Task prompt: Return each line of the entries below that contains the string "target", treating uppercase and lowercase letters as distinct.
══════
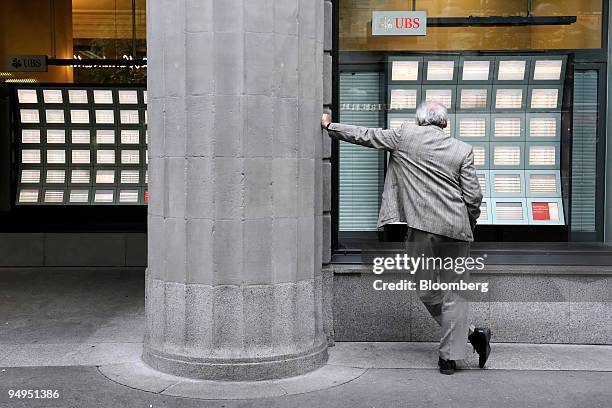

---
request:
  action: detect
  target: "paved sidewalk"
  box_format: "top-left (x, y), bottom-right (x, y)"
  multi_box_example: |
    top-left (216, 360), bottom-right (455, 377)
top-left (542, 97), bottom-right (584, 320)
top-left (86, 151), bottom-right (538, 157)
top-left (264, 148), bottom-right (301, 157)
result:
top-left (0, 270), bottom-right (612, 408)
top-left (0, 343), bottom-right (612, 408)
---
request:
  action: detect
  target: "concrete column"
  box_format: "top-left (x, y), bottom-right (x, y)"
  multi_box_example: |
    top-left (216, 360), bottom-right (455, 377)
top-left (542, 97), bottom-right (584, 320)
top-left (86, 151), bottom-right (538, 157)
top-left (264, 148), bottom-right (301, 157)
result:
══════
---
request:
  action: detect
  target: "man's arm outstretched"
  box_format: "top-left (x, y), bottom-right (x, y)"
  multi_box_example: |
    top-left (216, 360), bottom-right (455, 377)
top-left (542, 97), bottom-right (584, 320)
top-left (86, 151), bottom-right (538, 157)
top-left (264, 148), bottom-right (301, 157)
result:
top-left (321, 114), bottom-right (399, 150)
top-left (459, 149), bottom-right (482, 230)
══════
Solution to this exercise:
  target: "paved sidewalk"
  target: "concrete column"
  target: "man's arm outstretched"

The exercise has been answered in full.